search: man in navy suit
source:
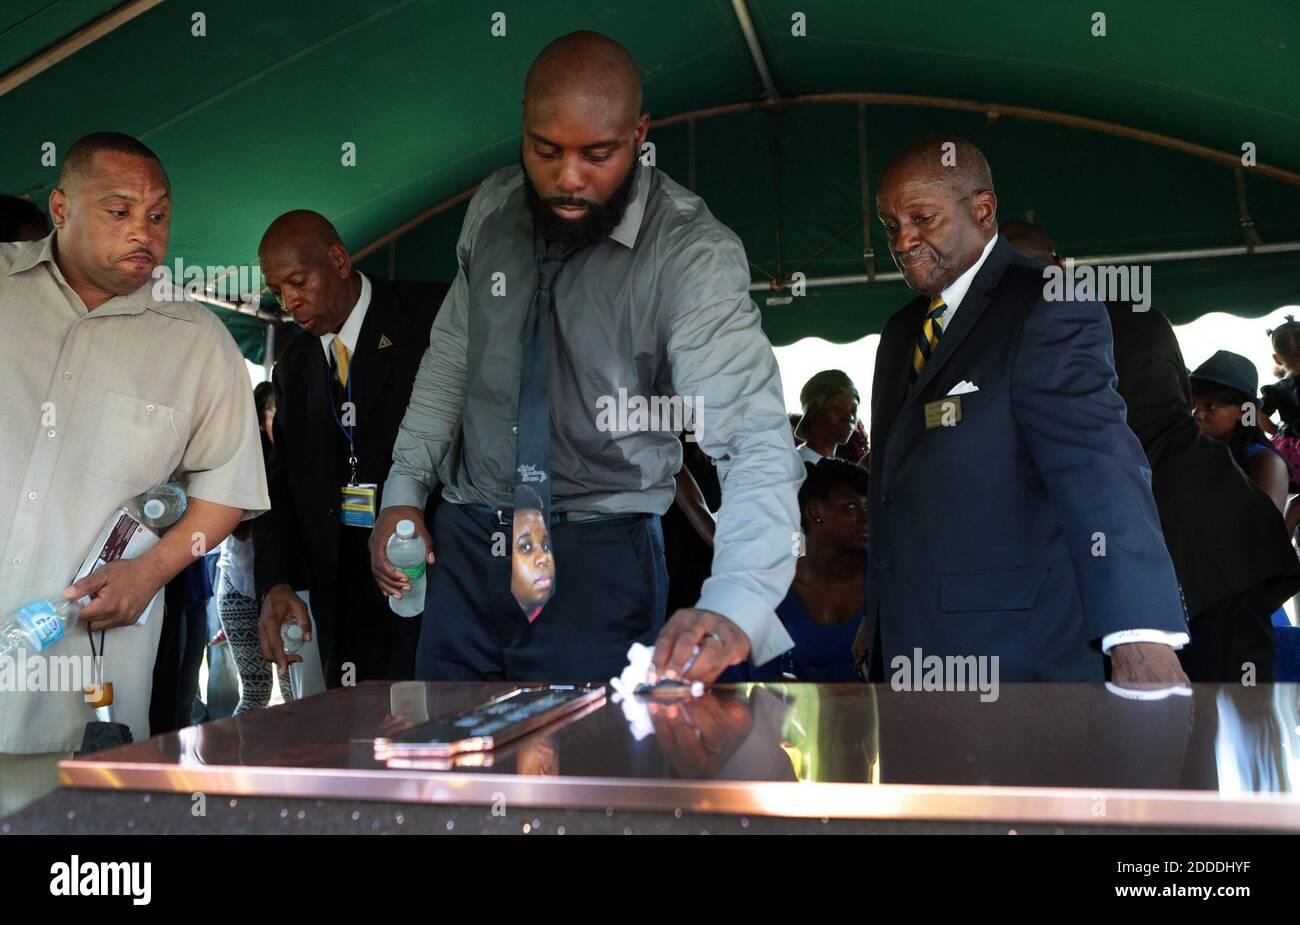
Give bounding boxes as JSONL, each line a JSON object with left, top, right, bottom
{"left": 853, "top": 138, "right": 1189, "bottom": 683}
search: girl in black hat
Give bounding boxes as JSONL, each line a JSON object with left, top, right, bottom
{"left": 1190, "top": 351, "right": 1290, "bottom": 514}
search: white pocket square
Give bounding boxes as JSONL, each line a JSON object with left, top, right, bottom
{"left": 947, "top": 380, "right": 979, "bottom": 396}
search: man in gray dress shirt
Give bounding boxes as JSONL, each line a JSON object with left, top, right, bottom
{"left": 369, "top": 31, "right": 802, "bottom": 684}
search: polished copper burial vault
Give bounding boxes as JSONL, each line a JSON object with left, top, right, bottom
{"left": 59, "top": 681, "right": 1300, "bottom": 830}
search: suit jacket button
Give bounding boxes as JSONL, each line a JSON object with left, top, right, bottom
{"left": 882, "top": 491, "right": 895, "bottom": 505}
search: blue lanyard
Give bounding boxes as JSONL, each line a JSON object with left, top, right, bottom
{"left": 327, "top": 349, "right": 358, "bottom": 482}
{"left": 328, "top": 370, "right": 353, "bottom": 444}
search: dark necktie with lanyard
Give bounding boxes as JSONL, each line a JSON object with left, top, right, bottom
{"left": 511, "top": 225, "right": 581, "bottom": 621}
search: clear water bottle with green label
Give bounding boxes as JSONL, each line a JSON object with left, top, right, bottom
{"left": 386, "top": 519, "right": 427, "bottom": 617}
{"left": 0, "top": 595, "right": 92, "bottom": 658}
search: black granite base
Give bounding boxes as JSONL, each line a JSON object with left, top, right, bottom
{"left": 1, "top": 788, "right": 1226, "bottom": 835}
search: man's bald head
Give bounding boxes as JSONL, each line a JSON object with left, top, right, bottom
{"left": 258, "top": 209, "right": 358, "bottom": 336}
{"left": 878, "top": 137, "right": 994, "bottom": 200}
{"left": 876, "top": 137, "right": 999, "bottom": 298}
{"left": 1000, "top": 221, "right": 1058, "bottom": 265}
{"left": 57, "top": 132, "right": 169, "bottom": 194}
{"left": 520, "top": 31, "right": 649, "bottom": 249}
{"left": 259, "top": 209, "right": 345, "bottom": 263}
{"left": 524, "top": 31, "right": 643, "bottom": 124}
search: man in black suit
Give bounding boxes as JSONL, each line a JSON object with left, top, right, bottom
{"left": 1003, "top": 222, "right": 1300, "bottom": 681}
{"left": 253, "top": 210, "right": 446, "bottom": 686}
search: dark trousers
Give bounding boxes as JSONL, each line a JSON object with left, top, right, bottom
{"left": 416, "top": 502, "right": 667, "bottom": 683}
{"left": 149, "top": 598, "right": 208, "bottom": 733}
{"left": 1178, "top": 584, "right": 1277, "bottom": 683}
{"left": 150, "top": 555, "right": 215, "bottom": 734}
{"left": 323, "top": 528, "right": 420, "bottom": 687}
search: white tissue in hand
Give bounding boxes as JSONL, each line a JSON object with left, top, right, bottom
{"left": 610, "top": 643, "right": 656, "bottom": 740}
{"left": 609, "top": 642, "right": 655, "bottom": 698}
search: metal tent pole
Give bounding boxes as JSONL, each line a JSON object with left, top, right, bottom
{"left": 731, "top": 0, "right": 779, "bottom": 102}
{"left": 263, "top": 323, "right": 276, "bottom": 379}
{"left": 749, "top": 240, "right": 1300, "bottom": 292}
{"left": 0, "top": 0, "right": 163, "bottom": 98}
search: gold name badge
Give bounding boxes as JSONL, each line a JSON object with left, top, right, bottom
{"left": 923, "top": 396, "right": 962, "bottom": 429}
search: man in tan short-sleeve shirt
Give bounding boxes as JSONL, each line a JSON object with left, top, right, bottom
{"left": 0, "top": 134, "right": 267, "bottom": 791}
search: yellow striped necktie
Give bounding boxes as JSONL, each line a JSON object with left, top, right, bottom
{"left": 908, "top": 296, "right": 946, "bottom": 389}
{"left": 331, "top": 337, "right": 351, "bottom": 388}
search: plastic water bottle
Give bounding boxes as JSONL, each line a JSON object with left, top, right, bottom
{"left": 387, "top": 519, "right": 427, "bottom": 617}
{"left": 136, "top": 482, "right": 187, "bottom": 532}
{"left": 0, "top": 595, "right": 92, "bottom": 658}
{"left": 281, "top": 622, "right": 305, "bottom": 655}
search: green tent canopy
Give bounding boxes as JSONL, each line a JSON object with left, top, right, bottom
{"left": 4, "top": 0, "right": 1298, "bottom": 359}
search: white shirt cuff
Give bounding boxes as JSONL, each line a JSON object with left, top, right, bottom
{"left": 1104, "top": 682, "right": 1193, "bottom": 701}
{"left": 1100, "top": 628, "right": 1190, "bottom": 654}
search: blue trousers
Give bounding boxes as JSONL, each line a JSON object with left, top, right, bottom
{"left": 416, "top": 502, "right": 667, "bottom": 683}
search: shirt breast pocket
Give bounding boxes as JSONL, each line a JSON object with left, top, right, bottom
{"left": 87, "top": 391, "right": 189, "bottom": 492}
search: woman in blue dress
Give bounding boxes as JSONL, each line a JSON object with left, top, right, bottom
{"left": 721, "top": 458, "right": 868, "bottom": 682}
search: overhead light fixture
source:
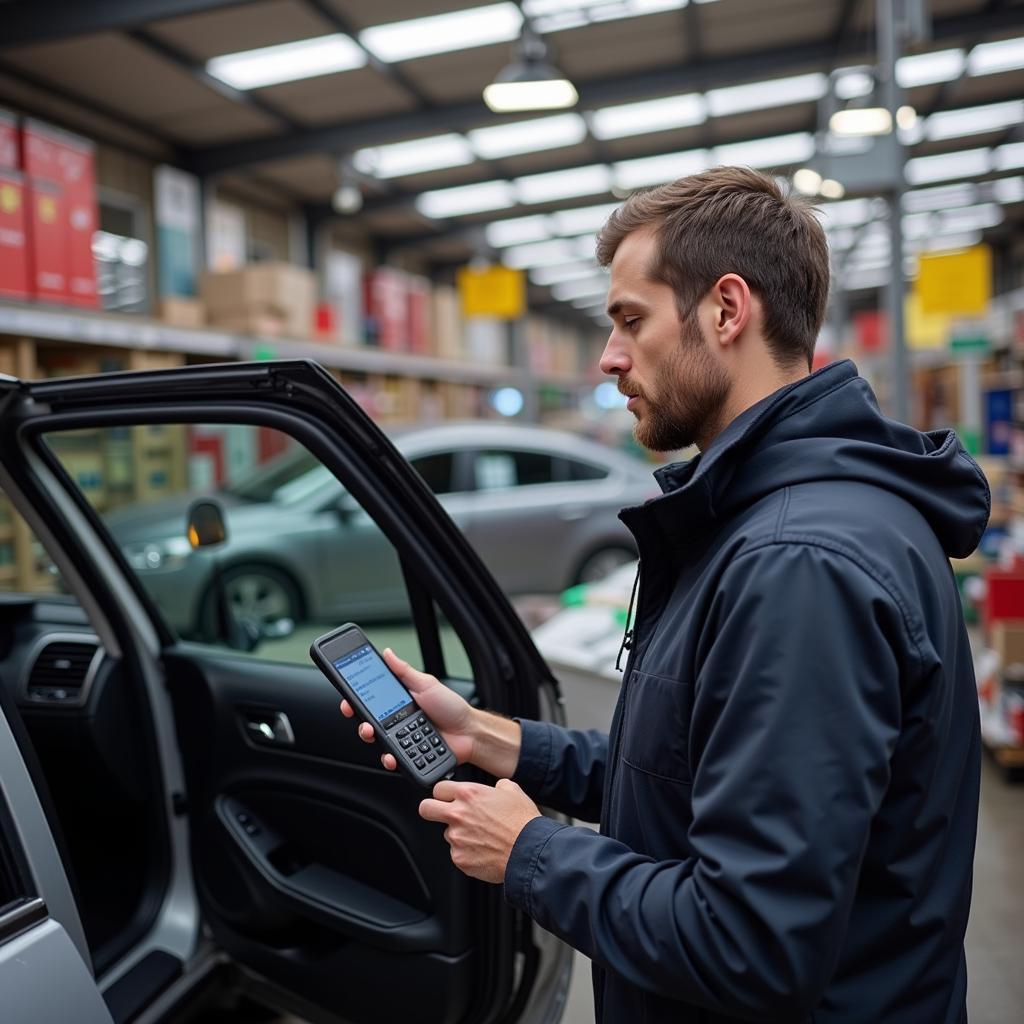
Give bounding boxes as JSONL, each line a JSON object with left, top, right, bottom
{"left": 552, "top": 276, "right": 609, "bottom": 302}
{"left": 993, "top": 177, "right": 1024, "bottom": 204}
{"left": 613, "top": 149, "right": 710, "bottom": 190}
{"left": 590, "top": 92, "right": 706, "bottom": 140}
{"left": 793, "top": 168, "right": 823, "bottom": 195}
{"left": 714, "top": 132, "right": 815, "bottom": 168}
{"left": 896, "top": 105, "right": 918, "bottom": 129}
{"left": 550, "top": 202, "right": 620, "bottom": 236}
{"left": 207, "top": 34, "right": 367, "bottom": 89}
{"left": 469, "top": 113, "right": 587, "bottom": 159}
{"left": 707, "top": 73, "right": 827, "bottom": 118}
{"left": 503, "top": 238, "right": 578, "bottom": 268}
{"left": 515, "top": 164, "right": 611, "bottom": 204}
{"left": 332, "top": 160, "right": 363, "bottom": 214}
{"left": 416, "top": 179, "right": 516, "bottom": 219}
{"left": 905, "top": 147, "right": 991, "bottom": 185}
{"left": 833, "top": 68, "right": 875, "bottom": 100}
{"left": 902, "top": 182, "right": 978, "bottom": 213}
{"left": 353, "top": 134, "right": 475, "bottom": 178}
{"left": 485, "top": 214, "right": 553, "bottom": 247}
{"left": 530, "top": 260, "right": 602, "bottom": 286}
{"left": 483, "top": 26, "right": 578, "bottom": 113}
{"left": 819, "top": 178, "right": 845, "bottom": 200}
{"left": 829, "top": 107, "right": 893, "bottom": 136}
{"left": 926, "top": 100, "right": 1024, "bottom": 142}
{"left": 994, "top": 141, "right": 1024, "bottom": 171}
{"left": 968, "top": 35, "right": 1024, "bottom": 77}
{"left": 896, "top": 48, "right": 966, "bottom": 88}
{"left": 816, "top": 197, "right": 875, "bottom": 229}
{"left": 360, "top": 4, "right": 522, "bottom": 62}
• • •
◆ Work task: Please go line by line through the records above, copying each one that holds the string "shirt".

◆ The completed task:
search: man in gray dress shirt
search: man in tan short-sleeve shirt
search: white shirt cuff
search: shirt breast pocket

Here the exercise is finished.